THE RECORDS
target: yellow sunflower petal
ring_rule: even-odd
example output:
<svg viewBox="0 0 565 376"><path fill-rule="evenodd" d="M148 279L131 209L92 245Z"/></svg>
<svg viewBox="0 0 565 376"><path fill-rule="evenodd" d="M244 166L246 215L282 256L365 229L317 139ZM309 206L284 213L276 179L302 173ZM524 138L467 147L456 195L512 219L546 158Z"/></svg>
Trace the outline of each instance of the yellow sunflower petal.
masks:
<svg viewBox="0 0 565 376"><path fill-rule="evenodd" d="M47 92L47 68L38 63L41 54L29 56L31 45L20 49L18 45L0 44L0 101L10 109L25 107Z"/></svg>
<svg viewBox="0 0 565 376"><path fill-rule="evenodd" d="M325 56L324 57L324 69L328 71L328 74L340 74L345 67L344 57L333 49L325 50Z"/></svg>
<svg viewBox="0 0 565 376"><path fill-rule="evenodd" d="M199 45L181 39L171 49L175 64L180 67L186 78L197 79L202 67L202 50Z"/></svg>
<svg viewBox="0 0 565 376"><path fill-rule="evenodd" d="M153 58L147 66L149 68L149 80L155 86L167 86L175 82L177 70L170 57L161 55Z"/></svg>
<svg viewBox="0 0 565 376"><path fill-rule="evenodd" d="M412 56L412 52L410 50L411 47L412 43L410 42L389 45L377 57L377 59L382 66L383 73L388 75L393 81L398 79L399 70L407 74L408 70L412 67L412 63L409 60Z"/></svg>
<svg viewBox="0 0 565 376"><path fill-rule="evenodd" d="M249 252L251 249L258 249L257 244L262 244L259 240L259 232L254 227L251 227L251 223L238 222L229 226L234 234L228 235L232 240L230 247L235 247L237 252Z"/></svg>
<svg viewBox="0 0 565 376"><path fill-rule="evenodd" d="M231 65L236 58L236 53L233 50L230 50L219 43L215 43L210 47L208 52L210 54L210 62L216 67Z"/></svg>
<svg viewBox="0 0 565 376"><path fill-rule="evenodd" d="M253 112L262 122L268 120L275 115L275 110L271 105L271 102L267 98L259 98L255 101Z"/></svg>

EXERCISE DETAILS
List every line of the records that contains the string "evenodd", treating uppercase and lowercase as different.

SOLUTION FOR THIS TASK
<svg viewBox="0 0 565 376"><path fill-rule="evenodd" d="M148 279L131 209L92 245Z"/></svg>
<svg viewBox="0 0 565 376"><path fill-rule="evenodd" d="M244 166L246 215L282 256L365 229L317 139ZM309 206L284 213L276 179L302 173ZM524 138L467 147L456 195L512 219L546 158Z"/></svg>
<svg viewBox="0 0 565 376"><path fill-rule="evenodd" d="M47 92L47 68L38 63L41 54L29 56L31 45L20 49L18 45L0 44L0 101L10 109L25 107Z"/></svg>
<svg viewBox="0 0 565 376"><path fill-rule="evenodd" d="M325 56L324 57L324 69L328 71L328 74L340 74L345 67L344 57L333 49L325 50Z"/></svg>
<svg viewBox="0 0 565 376"><path fill-rule="evenodd" d="M199 45L181 39L171 49L175 64L180 67L186 78L197 79L202 67L202 50Z"/></svg>
<svg viewBox="0 0 565 376"><path fill-rule="evenodd" d="M153 58L147 66L149 68L149 80L155 86L167 86L175 82L177 70L170 57L161 55Z"/></svg>
<svg viewBox="0 0 565 376"><path fill-rule="evenodd" d="M412 56L412 52L410 50L411 47L412 43L410 42L389 45L377 57L377 59L382 66L383 73L388 75L393 81L398 79L399 70L407 74L408 70L412 67L412 63L409 60Z"/></svg>
<svg viewBox="0 0 565 376"><path fill-rule="evenodd" d="M249 252L251 249L258 249L257 244L262 244L259 240L259 232L254 227L251 227L251 223L238 222L229 226L234 234L228 235L232 240L230 247L235 247L237 252Z"/></svg>
<svg viewBox="0 0 565 376"><path fill-rule="evenodd" d="M231 65L236 58L236 53L233 50L230 50L219 43L215 43L210 47L208 52L210 54L210 62L216 67Z"/></svg>
<svg viewBox="0 0 565 376"><path fill-rule="evenodd" d="M253 112L262 122L268 120L275 115L275 110L271 105L271 102L267 98L259 98L255 101Z"/></svg>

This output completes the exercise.